▶ **Short task**
Retype, without alteration, each line from the line containing "the round metal" to the final line of the records.
[start]
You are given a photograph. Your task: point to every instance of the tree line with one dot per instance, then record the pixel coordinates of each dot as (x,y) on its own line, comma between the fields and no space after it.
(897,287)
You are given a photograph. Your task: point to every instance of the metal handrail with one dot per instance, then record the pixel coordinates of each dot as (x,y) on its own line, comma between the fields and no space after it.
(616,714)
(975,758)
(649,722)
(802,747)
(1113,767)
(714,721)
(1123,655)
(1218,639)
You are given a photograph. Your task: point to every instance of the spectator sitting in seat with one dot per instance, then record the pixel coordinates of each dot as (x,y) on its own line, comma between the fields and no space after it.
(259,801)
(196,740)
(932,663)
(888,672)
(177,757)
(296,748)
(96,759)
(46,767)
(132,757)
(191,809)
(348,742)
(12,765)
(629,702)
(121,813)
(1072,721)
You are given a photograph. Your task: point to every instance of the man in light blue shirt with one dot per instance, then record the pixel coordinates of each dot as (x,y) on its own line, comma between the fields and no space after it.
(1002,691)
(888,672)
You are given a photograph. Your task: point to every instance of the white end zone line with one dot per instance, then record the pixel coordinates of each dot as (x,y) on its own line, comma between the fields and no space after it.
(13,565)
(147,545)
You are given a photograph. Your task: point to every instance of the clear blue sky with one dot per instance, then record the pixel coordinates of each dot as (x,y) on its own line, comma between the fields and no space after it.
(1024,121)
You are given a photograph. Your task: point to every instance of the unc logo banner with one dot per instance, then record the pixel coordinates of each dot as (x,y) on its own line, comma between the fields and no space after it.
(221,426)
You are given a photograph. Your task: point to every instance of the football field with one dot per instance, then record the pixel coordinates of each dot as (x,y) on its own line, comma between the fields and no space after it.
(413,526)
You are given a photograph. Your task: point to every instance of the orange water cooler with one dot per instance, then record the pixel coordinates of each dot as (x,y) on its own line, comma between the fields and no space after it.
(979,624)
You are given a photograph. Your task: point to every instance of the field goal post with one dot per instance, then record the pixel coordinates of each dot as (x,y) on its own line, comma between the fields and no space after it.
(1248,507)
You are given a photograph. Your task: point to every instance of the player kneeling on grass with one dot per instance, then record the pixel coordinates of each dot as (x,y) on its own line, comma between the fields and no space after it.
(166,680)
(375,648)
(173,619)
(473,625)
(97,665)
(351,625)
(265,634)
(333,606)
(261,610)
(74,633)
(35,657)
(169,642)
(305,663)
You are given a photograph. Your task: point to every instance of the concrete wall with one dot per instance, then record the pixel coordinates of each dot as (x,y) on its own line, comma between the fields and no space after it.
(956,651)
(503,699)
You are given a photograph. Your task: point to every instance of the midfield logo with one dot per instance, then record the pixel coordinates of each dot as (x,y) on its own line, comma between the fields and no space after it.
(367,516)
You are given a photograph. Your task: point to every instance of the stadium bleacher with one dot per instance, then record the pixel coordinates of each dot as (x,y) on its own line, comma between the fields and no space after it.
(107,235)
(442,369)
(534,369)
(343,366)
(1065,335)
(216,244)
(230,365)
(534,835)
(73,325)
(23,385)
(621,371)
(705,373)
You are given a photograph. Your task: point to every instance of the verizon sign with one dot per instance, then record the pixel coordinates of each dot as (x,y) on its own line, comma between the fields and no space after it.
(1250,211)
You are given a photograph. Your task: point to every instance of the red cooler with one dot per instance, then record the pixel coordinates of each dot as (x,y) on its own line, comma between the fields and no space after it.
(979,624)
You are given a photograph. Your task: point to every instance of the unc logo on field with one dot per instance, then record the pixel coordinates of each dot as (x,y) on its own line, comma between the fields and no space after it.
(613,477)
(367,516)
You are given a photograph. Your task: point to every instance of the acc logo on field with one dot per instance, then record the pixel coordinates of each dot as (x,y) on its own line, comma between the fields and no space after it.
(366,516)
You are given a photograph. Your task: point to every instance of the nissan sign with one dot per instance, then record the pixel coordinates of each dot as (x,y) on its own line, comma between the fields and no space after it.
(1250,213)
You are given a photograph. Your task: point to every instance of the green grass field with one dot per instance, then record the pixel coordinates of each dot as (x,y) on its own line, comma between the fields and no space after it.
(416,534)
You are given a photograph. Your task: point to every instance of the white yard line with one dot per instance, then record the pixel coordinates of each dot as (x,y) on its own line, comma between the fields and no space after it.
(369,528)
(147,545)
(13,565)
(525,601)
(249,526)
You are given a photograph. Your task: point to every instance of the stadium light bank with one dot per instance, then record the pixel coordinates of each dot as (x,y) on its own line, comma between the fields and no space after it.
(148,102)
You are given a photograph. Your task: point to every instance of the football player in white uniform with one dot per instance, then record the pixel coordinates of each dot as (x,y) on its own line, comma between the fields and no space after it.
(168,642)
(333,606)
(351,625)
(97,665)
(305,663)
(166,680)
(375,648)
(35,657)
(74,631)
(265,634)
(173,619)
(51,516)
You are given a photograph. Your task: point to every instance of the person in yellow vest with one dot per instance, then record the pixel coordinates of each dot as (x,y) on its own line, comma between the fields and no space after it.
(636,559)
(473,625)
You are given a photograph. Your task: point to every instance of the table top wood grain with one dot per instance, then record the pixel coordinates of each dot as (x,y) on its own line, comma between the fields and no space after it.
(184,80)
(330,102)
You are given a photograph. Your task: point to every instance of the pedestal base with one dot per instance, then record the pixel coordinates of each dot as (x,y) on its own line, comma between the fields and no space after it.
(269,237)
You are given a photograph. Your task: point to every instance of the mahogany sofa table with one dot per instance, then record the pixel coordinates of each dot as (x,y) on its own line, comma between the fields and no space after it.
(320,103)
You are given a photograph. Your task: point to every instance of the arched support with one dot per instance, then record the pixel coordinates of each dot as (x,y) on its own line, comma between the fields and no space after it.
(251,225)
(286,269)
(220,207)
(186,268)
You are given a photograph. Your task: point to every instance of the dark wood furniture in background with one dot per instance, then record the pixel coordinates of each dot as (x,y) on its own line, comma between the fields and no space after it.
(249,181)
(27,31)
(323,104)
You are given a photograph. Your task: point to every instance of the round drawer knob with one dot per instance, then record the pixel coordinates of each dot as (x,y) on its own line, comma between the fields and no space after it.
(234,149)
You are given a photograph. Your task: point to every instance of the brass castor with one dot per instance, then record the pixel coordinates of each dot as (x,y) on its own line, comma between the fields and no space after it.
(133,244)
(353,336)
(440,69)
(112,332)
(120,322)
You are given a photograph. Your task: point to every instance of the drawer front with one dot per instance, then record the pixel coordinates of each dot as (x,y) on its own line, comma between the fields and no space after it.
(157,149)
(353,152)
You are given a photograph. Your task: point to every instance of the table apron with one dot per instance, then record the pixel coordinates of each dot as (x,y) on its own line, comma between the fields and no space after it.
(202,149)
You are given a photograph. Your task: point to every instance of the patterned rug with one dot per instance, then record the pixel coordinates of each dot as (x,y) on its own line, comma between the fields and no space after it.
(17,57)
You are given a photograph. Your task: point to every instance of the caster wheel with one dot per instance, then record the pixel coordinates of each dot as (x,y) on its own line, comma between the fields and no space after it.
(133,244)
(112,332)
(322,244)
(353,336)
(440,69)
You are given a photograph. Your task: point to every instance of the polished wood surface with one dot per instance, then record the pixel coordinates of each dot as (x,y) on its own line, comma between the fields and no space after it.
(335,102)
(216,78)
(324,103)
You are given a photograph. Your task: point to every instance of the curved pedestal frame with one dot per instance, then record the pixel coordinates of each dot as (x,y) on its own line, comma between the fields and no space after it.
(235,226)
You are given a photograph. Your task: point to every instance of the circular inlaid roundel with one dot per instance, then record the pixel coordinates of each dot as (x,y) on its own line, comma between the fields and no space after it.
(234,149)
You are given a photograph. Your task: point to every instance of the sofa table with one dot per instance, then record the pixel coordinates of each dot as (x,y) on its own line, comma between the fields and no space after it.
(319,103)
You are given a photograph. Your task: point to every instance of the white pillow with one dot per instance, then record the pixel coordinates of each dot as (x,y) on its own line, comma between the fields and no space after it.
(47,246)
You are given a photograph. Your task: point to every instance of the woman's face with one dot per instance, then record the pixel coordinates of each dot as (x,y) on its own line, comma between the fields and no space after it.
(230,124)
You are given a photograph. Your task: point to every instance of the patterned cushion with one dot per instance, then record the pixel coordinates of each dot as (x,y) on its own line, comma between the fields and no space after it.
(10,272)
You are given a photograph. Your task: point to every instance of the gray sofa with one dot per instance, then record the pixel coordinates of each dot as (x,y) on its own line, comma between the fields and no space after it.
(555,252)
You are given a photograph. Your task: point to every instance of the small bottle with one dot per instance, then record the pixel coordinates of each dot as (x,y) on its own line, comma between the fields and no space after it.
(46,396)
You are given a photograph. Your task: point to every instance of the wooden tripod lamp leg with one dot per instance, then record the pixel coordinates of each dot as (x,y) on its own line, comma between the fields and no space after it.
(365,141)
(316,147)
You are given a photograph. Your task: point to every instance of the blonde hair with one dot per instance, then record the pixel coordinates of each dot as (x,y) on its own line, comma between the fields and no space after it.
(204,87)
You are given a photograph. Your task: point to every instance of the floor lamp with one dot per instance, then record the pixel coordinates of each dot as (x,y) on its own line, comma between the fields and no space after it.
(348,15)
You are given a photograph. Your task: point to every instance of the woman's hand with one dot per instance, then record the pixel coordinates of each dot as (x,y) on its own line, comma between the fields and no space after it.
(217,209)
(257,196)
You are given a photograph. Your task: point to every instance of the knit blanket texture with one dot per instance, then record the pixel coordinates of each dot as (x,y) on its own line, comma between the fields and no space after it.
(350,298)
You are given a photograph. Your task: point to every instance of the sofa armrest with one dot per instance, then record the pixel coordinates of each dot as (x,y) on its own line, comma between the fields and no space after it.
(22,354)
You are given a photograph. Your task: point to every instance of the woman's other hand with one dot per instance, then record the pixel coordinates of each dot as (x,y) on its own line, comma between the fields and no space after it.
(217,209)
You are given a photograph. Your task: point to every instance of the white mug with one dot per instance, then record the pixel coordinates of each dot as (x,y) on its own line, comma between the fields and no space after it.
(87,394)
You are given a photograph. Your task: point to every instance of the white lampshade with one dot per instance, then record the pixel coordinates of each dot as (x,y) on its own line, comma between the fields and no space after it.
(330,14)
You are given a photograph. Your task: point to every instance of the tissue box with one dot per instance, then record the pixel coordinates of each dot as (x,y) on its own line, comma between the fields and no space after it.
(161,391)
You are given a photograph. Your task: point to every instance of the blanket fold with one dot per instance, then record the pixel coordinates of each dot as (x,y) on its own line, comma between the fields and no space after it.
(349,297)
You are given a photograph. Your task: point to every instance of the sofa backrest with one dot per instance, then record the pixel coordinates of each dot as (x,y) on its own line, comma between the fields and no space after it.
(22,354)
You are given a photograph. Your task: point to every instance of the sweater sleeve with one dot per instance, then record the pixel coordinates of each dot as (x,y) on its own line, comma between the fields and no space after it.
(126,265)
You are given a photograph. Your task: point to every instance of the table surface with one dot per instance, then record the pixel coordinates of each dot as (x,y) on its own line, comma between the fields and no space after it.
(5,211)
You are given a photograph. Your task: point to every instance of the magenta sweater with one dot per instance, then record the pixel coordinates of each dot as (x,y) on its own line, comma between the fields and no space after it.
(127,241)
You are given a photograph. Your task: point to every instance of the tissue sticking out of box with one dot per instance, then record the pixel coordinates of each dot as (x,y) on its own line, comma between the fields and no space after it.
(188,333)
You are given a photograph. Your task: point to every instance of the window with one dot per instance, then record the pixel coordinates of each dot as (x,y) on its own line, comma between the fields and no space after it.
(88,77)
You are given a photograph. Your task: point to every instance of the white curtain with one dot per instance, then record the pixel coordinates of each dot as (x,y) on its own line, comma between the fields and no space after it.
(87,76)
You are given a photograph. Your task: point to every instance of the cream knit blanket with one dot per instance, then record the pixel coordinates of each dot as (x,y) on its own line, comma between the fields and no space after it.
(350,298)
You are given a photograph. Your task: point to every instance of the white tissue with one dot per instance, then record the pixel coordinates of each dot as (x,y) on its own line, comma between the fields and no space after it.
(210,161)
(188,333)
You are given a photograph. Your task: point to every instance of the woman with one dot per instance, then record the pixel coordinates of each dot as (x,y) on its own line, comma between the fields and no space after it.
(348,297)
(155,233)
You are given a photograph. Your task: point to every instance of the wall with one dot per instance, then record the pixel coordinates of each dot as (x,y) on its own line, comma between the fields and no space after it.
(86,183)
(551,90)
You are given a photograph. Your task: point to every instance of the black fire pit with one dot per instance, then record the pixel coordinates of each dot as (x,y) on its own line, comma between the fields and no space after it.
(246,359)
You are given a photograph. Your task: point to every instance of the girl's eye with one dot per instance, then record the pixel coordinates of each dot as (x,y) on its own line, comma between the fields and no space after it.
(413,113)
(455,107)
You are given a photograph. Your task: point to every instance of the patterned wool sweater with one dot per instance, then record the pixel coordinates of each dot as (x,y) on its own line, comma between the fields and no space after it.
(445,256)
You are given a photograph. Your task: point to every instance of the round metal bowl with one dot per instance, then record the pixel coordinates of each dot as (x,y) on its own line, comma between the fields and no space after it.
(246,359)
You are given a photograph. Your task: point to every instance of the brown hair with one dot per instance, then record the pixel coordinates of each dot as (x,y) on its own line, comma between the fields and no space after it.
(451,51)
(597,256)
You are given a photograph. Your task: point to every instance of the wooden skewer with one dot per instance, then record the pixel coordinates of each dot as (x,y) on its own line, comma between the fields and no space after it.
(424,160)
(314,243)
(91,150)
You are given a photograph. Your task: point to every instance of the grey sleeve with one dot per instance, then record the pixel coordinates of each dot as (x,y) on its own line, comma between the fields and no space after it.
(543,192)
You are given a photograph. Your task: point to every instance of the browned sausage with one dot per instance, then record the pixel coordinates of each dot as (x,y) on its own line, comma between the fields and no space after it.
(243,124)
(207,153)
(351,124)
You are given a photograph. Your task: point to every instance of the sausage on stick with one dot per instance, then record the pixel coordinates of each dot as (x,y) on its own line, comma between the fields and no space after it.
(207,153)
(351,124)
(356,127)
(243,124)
[end]
▶ **Reply to the task**
You are given a photograph. Your task: point to every instance of the round metal bowl with one dot per instance, then record the pixel coordinates of each dot as (x,y) on its own line, comma between the fields and no space after it.
(246,359)
You are given a photograph. Your task: point to every instance of the brown hair with one dot per instance, then record the pixel coordinates of each dot as (x,y) on its own line, comma between the fields and no space after it.
(451,51)
(597,256)
You are given a photograph. Your task: point to every instance of the wooden skewer with one dot per instance, then record the pixel coordinates of each dot as (x,y) on its own line, comma between the fields and no space after it.
(424,160)
(314,243)
(91,150)
You are given a photograph. Your task: point to every instance of the grey sleeve with one dot per instance, then record the pixel coordinates of each dot as (x,y) on its own line, comma between the fields and no space after it.
(543,192)
You are given a photograph. Your task: point to every instance of the browned sausage with one dot per instance, then record the pixel coordinates of each dot as (x,y) on its own line, comma between the fields and no space after it.
(243,124)
(207,153)
(351,124)
You are given a photograph. Your task: point to every instance of the sausage on stick with one dot per instance, then record the pixel coordinates of each dot as (x,y) on its own line, comma between the fields and no space after it.
(207,153)
(351,124)
(356,127)
(243,124)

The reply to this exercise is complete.